- [Records for this exercise]
********************

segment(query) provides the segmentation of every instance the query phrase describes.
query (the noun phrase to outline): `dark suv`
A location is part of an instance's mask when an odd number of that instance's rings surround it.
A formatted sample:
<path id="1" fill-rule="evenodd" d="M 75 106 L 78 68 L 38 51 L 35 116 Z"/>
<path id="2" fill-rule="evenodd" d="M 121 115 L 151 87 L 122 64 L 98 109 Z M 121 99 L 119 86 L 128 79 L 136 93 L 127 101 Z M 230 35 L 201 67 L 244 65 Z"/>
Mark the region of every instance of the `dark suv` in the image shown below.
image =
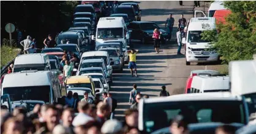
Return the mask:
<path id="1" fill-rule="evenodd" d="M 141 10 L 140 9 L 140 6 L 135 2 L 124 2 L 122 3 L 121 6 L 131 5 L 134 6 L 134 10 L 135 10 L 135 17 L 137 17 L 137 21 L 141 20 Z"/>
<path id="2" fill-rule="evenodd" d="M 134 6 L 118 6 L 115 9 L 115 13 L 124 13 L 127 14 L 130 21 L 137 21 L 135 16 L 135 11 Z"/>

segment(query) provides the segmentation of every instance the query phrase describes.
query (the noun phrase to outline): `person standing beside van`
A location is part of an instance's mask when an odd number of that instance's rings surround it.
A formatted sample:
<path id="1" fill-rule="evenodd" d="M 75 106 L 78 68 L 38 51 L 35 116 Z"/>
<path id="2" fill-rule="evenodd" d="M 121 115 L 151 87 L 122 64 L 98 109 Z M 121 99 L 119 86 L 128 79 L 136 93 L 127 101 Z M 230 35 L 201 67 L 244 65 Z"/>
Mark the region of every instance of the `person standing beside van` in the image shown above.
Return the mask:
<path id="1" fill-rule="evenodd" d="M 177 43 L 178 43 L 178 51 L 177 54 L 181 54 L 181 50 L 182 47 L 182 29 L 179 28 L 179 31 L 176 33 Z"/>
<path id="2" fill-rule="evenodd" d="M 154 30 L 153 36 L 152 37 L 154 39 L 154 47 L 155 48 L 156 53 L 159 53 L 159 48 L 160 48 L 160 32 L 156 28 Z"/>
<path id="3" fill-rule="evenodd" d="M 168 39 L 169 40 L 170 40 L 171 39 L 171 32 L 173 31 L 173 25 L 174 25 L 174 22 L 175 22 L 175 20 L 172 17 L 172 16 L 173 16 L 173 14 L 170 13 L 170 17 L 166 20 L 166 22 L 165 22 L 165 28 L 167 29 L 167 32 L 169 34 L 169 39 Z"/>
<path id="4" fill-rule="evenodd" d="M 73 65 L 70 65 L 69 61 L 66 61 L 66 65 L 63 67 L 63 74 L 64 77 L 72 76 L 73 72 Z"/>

********************

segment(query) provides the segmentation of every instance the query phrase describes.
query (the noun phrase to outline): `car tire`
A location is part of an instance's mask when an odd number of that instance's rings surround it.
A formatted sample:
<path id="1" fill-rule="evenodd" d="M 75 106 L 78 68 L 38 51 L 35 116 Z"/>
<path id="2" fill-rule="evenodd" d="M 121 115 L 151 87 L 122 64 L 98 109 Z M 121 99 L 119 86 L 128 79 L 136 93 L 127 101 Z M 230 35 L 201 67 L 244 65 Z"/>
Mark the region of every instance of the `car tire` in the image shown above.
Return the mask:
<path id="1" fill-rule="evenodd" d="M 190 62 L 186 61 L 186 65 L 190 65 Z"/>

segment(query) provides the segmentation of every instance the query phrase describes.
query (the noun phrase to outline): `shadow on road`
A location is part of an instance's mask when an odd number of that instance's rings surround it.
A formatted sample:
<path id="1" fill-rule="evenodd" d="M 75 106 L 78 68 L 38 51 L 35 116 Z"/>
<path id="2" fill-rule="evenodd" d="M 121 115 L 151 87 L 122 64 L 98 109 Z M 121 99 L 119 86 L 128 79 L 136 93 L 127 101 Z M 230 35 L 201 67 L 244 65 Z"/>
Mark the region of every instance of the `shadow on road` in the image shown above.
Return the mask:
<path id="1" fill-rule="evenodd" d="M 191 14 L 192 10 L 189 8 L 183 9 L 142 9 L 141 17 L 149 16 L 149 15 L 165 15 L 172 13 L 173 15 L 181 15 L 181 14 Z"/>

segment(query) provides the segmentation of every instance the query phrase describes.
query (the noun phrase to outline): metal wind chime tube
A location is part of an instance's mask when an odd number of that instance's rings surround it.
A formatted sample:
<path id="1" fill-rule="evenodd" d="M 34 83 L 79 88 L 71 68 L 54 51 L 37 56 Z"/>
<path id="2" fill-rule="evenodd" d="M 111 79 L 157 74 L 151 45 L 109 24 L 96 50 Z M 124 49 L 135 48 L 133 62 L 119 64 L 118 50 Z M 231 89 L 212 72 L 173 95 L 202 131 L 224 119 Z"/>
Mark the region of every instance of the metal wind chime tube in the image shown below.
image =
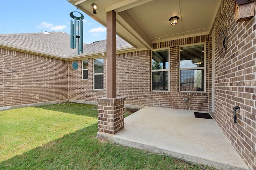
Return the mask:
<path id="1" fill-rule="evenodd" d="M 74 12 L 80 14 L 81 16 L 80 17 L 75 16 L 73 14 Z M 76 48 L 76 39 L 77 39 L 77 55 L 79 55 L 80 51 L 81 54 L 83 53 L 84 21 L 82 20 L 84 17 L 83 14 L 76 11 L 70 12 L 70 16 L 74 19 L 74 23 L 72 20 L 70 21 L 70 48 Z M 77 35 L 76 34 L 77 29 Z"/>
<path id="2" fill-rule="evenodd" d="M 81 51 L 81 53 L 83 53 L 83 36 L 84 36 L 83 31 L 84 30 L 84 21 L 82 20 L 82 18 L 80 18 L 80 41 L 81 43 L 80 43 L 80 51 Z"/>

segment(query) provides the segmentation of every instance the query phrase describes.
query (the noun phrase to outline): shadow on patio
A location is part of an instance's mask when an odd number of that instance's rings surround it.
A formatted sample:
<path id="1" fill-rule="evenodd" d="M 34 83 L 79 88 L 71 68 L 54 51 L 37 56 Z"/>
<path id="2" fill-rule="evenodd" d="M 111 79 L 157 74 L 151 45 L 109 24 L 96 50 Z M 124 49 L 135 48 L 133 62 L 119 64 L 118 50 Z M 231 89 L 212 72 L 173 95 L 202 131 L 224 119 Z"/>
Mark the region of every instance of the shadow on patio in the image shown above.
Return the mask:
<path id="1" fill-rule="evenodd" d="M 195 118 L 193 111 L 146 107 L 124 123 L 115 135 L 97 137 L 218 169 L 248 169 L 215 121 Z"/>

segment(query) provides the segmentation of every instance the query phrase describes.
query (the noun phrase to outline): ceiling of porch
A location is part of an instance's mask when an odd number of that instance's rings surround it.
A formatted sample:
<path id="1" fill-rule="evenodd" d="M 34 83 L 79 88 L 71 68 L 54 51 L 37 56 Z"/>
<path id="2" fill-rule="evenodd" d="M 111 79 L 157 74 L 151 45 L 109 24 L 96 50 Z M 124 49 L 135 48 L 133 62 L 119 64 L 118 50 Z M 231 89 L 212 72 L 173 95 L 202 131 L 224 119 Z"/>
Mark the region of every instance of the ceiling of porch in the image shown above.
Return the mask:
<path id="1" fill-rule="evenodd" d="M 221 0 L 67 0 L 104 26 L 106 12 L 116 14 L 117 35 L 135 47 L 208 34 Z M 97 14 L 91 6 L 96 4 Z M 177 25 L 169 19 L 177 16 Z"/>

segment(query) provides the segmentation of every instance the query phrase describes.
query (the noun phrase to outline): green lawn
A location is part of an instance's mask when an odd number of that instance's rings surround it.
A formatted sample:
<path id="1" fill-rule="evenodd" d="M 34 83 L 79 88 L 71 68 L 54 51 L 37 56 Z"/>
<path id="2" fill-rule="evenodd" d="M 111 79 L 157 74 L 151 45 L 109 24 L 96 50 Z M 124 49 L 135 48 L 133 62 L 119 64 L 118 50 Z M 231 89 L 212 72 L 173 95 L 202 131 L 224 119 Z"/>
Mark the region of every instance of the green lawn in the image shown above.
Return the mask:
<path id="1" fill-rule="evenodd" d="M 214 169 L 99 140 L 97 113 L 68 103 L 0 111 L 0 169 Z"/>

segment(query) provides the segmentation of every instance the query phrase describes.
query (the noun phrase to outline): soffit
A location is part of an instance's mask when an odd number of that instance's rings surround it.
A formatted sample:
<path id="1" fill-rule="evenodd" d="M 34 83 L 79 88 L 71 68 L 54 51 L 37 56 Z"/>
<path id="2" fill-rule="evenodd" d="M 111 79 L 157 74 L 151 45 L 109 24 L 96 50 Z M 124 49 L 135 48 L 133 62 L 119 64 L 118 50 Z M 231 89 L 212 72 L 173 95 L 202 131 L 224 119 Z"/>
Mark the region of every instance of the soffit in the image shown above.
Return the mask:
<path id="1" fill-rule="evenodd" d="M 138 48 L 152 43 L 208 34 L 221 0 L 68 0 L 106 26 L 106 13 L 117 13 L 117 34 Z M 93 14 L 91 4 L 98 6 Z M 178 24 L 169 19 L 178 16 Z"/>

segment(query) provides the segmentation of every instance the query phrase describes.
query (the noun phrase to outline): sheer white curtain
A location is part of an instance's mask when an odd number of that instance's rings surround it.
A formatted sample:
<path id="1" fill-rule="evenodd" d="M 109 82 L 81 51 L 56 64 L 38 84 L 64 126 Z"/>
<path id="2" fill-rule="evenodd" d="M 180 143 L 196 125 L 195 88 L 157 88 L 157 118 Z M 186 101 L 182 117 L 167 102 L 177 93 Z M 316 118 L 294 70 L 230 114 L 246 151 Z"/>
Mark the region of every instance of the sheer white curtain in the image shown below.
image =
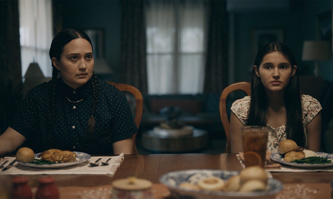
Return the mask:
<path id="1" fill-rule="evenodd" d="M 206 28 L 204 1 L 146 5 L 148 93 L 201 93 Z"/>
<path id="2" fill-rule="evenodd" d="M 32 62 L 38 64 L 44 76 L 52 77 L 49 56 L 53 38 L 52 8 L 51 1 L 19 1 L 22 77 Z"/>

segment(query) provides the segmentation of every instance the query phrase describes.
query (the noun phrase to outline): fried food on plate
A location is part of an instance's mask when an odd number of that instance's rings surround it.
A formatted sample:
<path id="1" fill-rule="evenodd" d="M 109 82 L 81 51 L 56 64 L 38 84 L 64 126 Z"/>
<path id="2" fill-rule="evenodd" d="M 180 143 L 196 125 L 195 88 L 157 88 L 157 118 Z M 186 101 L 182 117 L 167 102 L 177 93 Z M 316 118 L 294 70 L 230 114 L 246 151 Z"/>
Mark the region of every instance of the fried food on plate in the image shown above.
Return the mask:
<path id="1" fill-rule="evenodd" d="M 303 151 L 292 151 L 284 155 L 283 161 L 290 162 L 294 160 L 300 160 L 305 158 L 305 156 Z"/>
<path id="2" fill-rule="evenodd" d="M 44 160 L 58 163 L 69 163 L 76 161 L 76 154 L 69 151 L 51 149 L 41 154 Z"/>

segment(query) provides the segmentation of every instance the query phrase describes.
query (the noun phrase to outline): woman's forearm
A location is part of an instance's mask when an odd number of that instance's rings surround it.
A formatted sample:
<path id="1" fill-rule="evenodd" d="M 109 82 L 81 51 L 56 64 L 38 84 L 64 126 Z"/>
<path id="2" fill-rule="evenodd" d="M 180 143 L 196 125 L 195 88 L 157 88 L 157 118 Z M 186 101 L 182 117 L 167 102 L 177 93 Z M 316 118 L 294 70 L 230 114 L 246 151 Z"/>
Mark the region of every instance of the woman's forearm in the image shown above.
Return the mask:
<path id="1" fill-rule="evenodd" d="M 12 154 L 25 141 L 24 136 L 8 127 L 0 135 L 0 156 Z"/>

********************

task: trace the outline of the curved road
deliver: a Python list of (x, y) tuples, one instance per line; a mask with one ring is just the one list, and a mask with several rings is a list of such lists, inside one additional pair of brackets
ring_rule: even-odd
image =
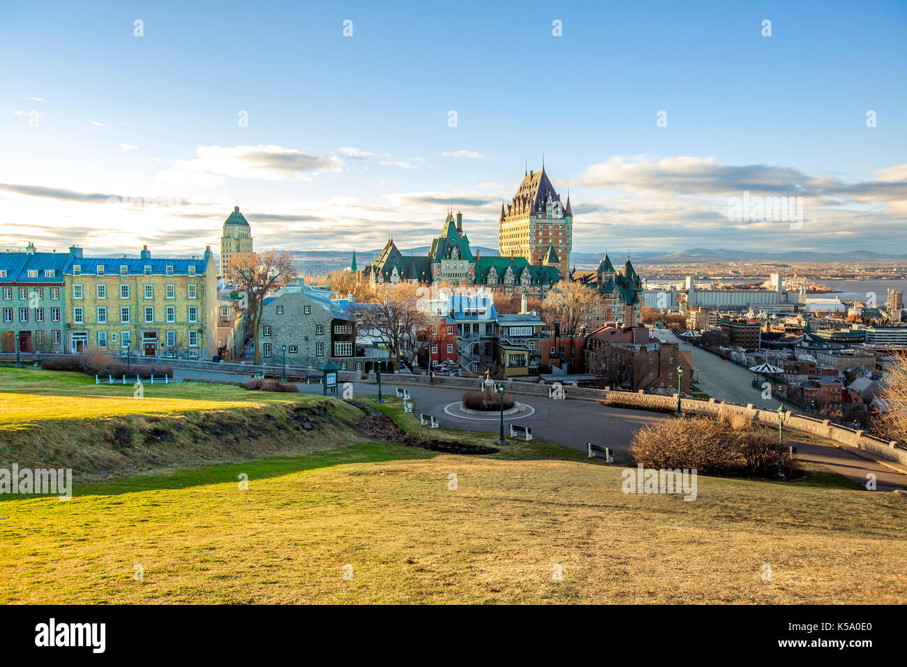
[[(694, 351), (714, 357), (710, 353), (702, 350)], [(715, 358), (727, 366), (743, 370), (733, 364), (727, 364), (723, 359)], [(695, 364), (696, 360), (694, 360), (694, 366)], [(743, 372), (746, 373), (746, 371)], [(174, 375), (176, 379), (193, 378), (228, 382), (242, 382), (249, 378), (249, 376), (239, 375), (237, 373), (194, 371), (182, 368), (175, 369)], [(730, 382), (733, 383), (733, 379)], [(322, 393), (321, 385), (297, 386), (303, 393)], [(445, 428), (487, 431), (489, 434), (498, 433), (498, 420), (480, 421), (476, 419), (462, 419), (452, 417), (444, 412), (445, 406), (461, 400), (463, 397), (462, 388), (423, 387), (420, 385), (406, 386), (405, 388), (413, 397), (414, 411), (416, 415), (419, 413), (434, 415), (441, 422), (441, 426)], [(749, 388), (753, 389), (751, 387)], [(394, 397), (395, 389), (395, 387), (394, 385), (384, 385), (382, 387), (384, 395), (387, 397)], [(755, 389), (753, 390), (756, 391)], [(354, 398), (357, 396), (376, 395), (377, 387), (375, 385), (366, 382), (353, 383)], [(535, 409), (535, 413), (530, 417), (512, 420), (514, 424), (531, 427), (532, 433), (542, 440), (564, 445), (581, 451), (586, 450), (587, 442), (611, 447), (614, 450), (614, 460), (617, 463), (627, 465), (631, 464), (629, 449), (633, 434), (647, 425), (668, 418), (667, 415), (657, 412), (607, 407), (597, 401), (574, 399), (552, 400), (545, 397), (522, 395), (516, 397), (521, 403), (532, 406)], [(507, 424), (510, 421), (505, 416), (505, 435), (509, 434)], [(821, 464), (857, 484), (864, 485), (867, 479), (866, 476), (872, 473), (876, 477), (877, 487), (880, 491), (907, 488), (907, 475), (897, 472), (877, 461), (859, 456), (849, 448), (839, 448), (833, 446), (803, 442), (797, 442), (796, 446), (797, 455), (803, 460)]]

********************

- [Exercise description] Please copy out every line in the records above that contains the string "dark". Case counts, so match only that exact capitalization.

- [Response]
query (the noun phrase to outline): `dark suv`
Mark the region of every instance of the `dark suv` in the image shown below.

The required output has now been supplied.